There are a number of approximations to the expected values of the normal order statistics

${\displaystyle =NORMSDIST((i-k)/(n+1-2*k))}$

where

${\displaystyle i}$ and ${\displaystyle n}$ are the same as before and ${\displaystyle k}$ is a constant that takes on values between 0 and 0.5.

Are you sure you don't mean NORMSINV in the equation above? — Preceding unsigned comment added by 206.173.46.67 (talk) 20:10, 16 November 2011 (UTC)[reply]

Examples are:

• Blom who sets ${\displaystyle k=0.375}$ - said to be a 'good approximation.
• Hazen and others use ${\displaystyle k=0.5}$ - a good one as suggested also by Gilchrist.
• Tukey suggested ${\displaystyle k=1/3}$, while
• Weibull suggested k=0 which is used in Excels percentile function. Another is
• Benard who suggested ${\displaystyle k=0.3}$.

I have tended to use ${\displaystyle P=(i-0.5)/n}$ in ${\displaystyle NORMSDIST(P)}$ as a good all round and simple form.

And when n becomes large the choice above becomes a little academic.

More can be found in an excellent book by Gilchrist ^[2]

· · · · ·

▶ _Work to complete_
1. In the passage on normal order statistics, what value of k did Blom set?
2. Rewrite the paragraph of the passage on normal order statistics that begins "Examples are:" as a shorter list that keeps each name and its value of k.
3. Sum up the passage on normal order statistics in two sentences.

▶ _Data excerpt_
· · · · ·

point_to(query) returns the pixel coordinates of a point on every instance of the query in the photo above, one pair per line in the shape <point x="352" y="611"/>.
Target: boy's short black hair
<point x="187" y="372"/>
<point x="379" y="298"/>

· · · · ·

▶ _Solutions to each task_
1. Blom set k = 0.375.

2.
- Blom: k = 0.375, called a good approximation
- Hazen and others: k = 0.5, also suggested by Gilchrist
- Tukey: k = 1/3
- Weibull: k = 0, used in the Excel percentile function
- Benard: k = 0.3

3. There are several approximations to the expected values of the normal order statistics that use a constant k between 0 and 0.5, with suggested values including 0.375 (Blom), 0.5 (Hazen and others), 1/3 (Tukey), 0 (Weibull) and 0.3 (Benard). The writer tends to use P = (i-0.5)/n as a good all-round and simple form, says the choice becomes a little academic when n is large, and points to a book by Gilchrist for more.